» THE REQUEST
Rewrite every line below as a JSON list of strings, one string per line, skipping blank lines and leaving out the pictures.

──────── DATA LINES ────────

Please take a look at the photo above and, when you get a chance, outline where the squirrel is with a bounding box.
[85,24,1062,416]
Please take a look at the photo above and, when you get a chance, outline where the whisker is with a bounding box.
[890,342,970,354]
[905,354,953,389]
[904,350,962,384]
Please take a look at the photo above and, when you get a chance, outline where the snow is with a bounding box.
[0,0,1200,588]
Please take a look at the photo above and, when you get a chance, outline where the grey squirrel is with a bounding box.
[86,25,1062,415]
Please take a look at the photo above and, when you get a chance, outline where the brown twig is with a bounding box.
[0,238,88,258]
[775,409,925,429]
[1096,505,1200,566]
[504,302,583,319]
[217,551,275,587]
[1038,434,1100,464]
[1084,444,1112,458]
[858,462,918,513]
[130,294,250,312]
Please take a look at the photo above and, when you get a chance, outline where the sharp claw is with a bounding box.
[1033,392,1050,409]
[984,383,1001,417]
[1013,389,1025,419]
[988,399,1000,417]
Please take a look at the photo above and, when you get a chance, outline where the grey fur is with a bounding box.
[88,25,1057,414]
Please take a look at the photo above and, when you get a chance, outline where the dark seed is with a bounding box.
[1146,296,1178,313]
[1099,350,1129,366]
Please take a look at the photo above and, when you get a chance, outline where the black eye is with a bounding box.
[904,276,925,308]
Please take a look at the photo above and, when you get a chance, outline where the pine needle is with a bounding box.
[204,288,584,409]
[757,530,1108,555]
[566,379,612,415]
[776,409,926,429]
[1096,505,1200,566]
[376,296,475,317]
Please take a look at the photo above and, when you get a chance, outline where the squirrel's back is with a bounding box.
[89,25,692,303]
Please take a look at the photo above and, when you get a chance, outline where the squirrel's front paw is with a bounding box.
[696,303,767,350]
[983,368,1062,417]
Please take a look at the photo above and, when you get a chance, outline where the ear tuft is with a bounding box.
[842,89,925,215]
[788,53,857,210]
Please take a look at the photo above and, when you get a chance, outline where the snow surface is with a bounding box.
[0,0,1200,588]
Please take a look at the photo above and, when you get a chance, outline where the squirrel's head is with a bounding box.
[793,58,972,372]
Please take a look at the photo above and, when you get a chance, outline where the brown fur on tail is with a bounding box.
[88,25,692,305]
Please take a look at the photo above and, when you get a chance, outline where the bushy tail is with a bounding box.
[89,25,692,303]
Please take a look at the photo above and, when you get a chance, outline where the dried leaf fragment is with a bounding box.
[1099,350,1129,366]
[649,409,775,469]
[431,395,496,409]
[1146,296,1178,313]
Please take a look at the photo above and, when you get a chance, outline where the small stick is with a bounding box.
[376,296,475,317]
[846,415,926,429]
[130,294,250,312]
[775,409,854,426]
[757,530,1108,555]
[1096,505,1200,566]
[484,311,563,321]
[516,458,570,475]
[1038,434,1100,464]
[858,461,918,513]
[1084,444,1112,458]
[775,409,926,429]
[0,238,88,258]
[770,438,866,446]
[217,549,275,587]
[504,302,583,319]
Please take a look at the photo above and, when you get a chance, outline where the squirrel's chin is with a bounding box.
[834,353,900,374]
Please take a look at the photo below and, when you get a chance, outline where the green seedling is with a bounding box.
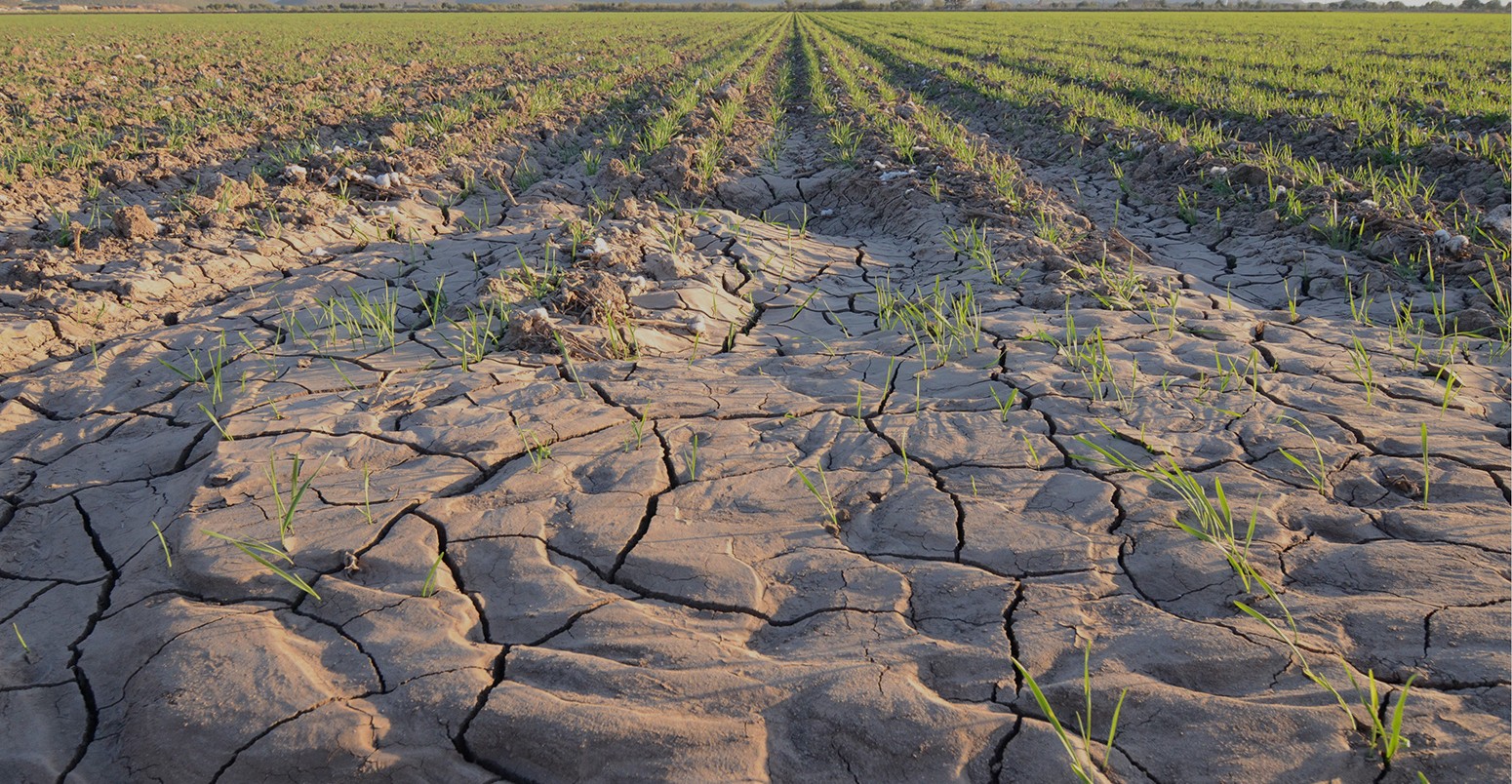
[1009,644,1130,784]
[420,550,446,598]
[788,457,841,536]
[682,434,698,482]
[153,520,174,569]
[1418,421,1433,509]
[1276,413,1328,498]
[987,387,1019,421]
[267,454,330,544]
[517,431,552,474]
[624,407,651,451]
[200,529,321,602]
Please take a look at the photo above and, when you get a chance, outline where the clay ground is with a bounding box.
[0,11,1512,782]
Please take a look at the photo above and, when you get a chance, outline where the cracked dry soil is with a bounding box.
[0,46,1509,782]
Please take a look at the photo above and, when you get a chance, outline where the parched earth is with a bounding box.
[0,39,1512,782]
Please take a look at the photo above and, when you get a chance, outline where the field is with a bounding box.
[0,12,1512,782]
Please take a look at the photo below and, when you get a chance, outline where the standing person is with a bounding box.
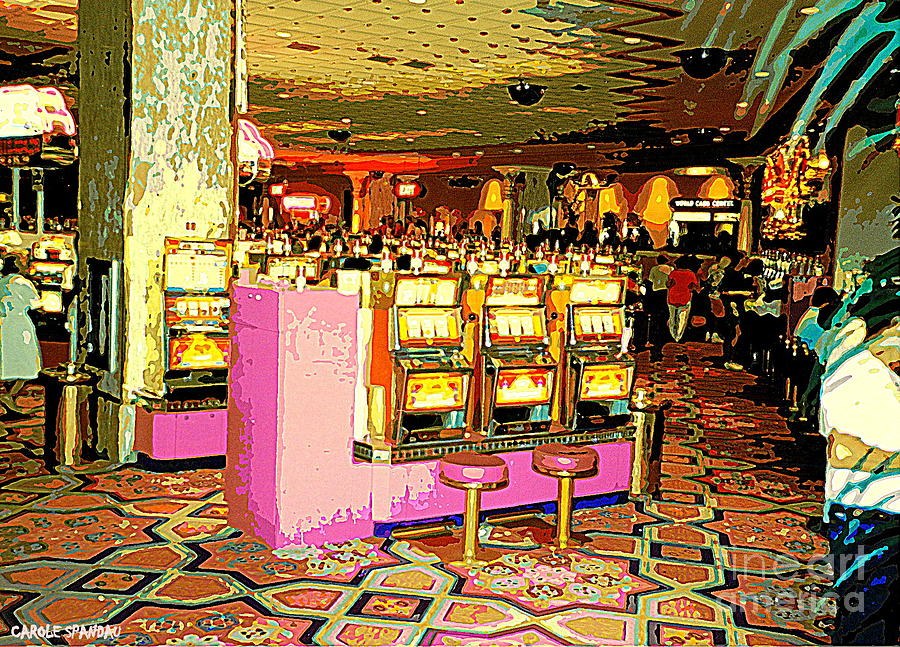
[819,249,900,645]
[0,255,41,421]
[644,254,674,362]
[666,256,700,343]
[719,252,753,369]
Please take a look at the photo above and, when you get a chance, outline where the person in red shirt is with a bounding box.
[666,256,700,342]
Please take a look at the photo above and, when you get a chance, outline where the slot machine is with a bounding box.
[480,275,557,437]
[266,254,325,285]
[164,238,231,411]
[28,235,76,314]
[563,276,634,431]
[370,274,472,447]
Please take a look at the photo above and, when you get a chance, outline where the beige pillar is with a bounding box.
[78,0,237,460]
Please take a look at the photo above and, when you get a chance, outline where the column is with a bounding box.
[494,165,551,241]
[78,0,237,460]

────────

» THE RESULT
[
  "Please take a look at the photo above and, when you get a chance, outline where the squirrel is with a bounding box.",
  "[85,24,1062,416]",
  "Please take a look at the photo above and, when you get a chance, outline where the whisker is with a bounding box.",
  "[890,342,970,354]",
  "[905,354,953,389]",
  "[904,350,962,384]",
  "Please take a look at the photo above and, when you get a chance, outline where the snow is with a bounding box.",
  "[0,0,1200,588]",
  "Please take a look at the photo above and, when you get a chance, outline where the grey squirrel is with a bounding box.",
  "[86,25,1062,415]",
  "Please take a look at the photo above and, when you get a chance, outline where the brown twig is with a bounding box.",
  "[0,238,88,258]",
  "[775,409,925,429]",
  "[1096,505,1200,566]",
  "[504,302,583,319]",
  "[217,551,275,587]",
  "[1038,434,1100,464]",
  "[1084,444,1112,458]",
  "[858,462,918,513]",
  "[130,294,250,312]",
  "Please take a look at the photo above and, when you get a chance, outline where the sharp claw is with a bounding box.",
  "[1033,392,1050,409]",
  "[984,383,1001,417]",
  "[1013,389,1025,419]",
  "[988,399,1000,417]",
  "Please take a look at the photo above and, when you get a chance, outline where the grey fur is with a bounding box.",
  "[88,25,1057,414]",
  "Please take a look at the photo above and, when you get a chance, outline where the dark seed is with a bounding box.",
  "[1146,296,1178,313]",
  "[1099,350,1129,366]",
  "Please take a look at the photo above and, when you get a chance, outline where the black eye is with a bounding box.",
  "[904,276,925,308]",
  "Please take a look at the photo above and, when you get a chance, outline where the pine needle is with a bounding box.",
  "[204,288,584,409]",
  "[757,530,1108,555]",
  "[566,379,612,415]",
  "[776,409,926,429]",
  "[1096,505,1200,566]",
  "[376,296,475,317]",
  "Please take a look at the photo above and, when you get a chance, outline where the squirrel's back is with a bounding box.",
  "[89,25,692,303]",
  "Please take a look at the photo above and, when you get a chance, outline where the squirrel's front paw is with a bounding box.",
  "[696,303,767,350]",
  "[983,368,1062,417]",
  "Please take a look at the photo above and, when you get a chance, outline where the ear tuft is with a bounding box.",
  "[842,89,925,215]",
  "[788,53,857,210]",
  "Please take a look at the photo above and, when you get a chance, outline where the snow surface is with a bounding box.",
  "[0,0,1200,588]",
  "Please take a look at the photo above and, when you get a chance, outline where the squirrel's head is with a bounding box.",
  "[793,58,972,372]",
  "Please take a look at the photo above and, when you get a chance, outline where the brown fur on tail is with a bounding box.",
  "[88,25,692,305]",
  "Please take a look at the photo above and, when you get a chance, outline where the bushy tail is with a bounding box.",
  "[89,25,692,303]",
  "Please take a look at the photo above and, when you get a chance, outline where the dried leaf fragment is with a bounding box.",
  "[1099,350,1129,366]",
  "[649,409,775,469]",
  "[431,395,496,409]",
  "[1146,296,1178,313]",
  "Please take a look at the photo above and, when you get a chance, outline where the small stick is with a bounding box.",
  "[376,296,475,317]",
  "[846,415,926,429]",
  "[130,294,250,312]",
  "[775,409,854,426]",
  "[757,530,1108,555]",
  "[1096,505,1200,566]",
  "[484,311,563,321]",
  "[516,458,570,475]",
  "[1038,434,1100,464]",
  "[858,461,918,513]",
  "[1084,444,1112,458]",
  "[775,409,926,429]",
  "[0,238,88,258]",
  "[770,438,866,446]",
  "[217,549,275,587]",
  "[504,302,583,319]",
  "Please take a look at the photo above and, when you get a chance, outline where the squirrel's chin is with a bounding box.",
  "[834,353,900,374]",
  "Please take a look at the photo below and, when you get a chance, outline where the green seedling is with a bounding box.",
  "[1009,644,1130,784]",
  "[420,550,446,598]",
  "[788,457,841,536]",
  "[682,434,698,482]",
  "[153,520,174,569]",
  "[1418,421,1433,509]",
  "[1276,413,1328,498]",
  "[987,387,1019,421]",
  "[267,454,330,544]",
  "[517,431,552,474]",
  "[624,407,651,451]",
  "[200,529,321,602]",
  "Please take a look at the photo above and, when you get a chance, outline where the clay ground is with a bounding box.",
  "[0,11,1512,782]",
  "Please take a look at the photo above and, when you get a chance, outline where the cracked dry soil is with a bounding box.",
  "[0,46,1509,782]",
  "Please take a look at the photo above and, when you get a chance, outline where the parched earth is with a bounding box.",
  "[0,39,1512,782]",
  "Please take a look at the photo above and, when you get a chance, outline where the field is with a bounding box.",
  "[0,12,1512,782]",
  "Please take a look at the photo below and, when you get a chance, outline where the standing person is with a bounding box.",
  "[819,249,900,645]",
  "[0,255,41,421]",
  "[644,254,674,362]",
  "[666,256,700,343]",
  "[719,252,753,369]",
  "Please take a look at the photo above and, when you get a chance, outline where the person in red shirt is with a bounding box.",
  "[666,256,700,342]",
  "Please take a look at the photo above and, when you get a chance, outline where the slot machine is with a bounding box.",
  "[480,275,557,437]",
  "[266,254,325,285]",
  "[164,238,231,411]",
  "[28,235,76,314]",
  "[563,276,634,431]",
  "[370,274,472,447]",
  "Please take a look at the photo above and, when you get a chance, outline where the beige pillar is with a bounding box.",
  "[78,0,237,460]",
  "Please take a look at the photo above and, when you get a chance, outline where the column is with a bounding box.",
  "[494,165,551,241]",
  "[78,0,237,460]"
]